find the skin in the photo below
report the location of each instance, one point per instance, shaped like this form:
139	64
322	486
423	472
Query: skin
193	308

*****

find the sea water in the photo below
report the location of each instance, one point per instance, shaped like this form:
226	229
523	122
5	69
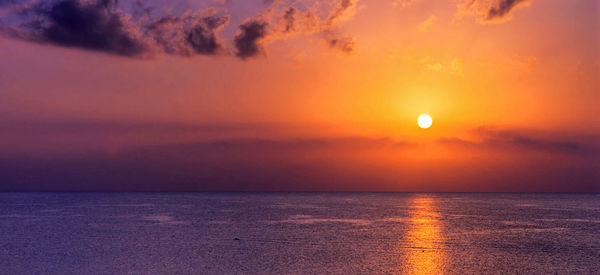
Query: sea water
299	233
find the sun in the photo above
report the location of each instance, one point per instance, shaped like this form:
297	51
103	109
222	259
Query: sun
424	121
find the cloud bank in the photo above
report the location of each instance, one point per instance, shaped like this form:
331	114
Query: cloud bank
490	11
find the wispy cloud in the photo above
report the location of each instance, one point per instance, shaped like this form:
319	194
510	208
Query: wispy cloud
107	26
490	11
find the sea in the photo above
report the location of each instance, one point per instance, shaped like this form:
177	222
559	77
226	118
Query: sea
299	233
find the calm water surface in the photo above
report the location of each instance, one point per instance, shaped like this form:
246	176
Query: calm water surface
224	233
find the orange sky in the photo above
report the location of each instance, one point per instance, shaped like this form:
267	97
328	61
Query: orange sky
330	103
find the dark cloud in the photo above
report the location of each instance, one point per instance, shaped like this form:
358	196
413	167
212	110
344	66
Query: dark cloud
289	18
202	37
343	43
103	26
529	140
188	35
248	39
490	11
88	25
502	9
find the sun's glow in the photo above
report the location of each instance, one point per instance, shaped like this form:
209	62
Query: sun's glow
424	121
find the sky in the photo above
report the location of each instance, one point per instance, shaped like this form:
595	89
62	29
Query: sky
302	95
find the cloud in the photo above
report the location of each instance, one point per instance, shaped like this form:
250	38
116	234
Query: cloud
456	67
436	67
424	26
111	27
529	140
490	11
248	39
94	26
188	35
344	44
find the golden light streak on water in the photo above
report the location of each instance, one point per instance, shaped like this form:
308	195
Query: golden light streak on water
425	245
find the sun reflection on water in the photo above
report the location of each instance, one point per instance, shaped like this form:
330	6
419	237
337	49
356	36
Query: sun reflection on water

*****

### Exercise:
Looking at the entries above, can you reproduce exactly the lines from the one that holds "find the cloud in the photo above" through the one that holds "Query: sun reflection on water", and only those?

### Task output:
find the cloud in the photo above
report the location of each instance, one point per instance, shaped like this form:
250	38
116	234
Query: cloud
456	67
436	67
424	26
111	27
529	140
490	11
248	39
94	26
188	35
344	44
find the golden light streak on water in the photo above
report the location of each instance, one point per instance, shaped like this form:
308	195
Query: golden light streak on water
425	245
find the sun reflection on water in the photo above
report the location of each instance, one point per instance, shaped like this form:
330	6
419	237
337	49
356	36
Query: sun reflection on water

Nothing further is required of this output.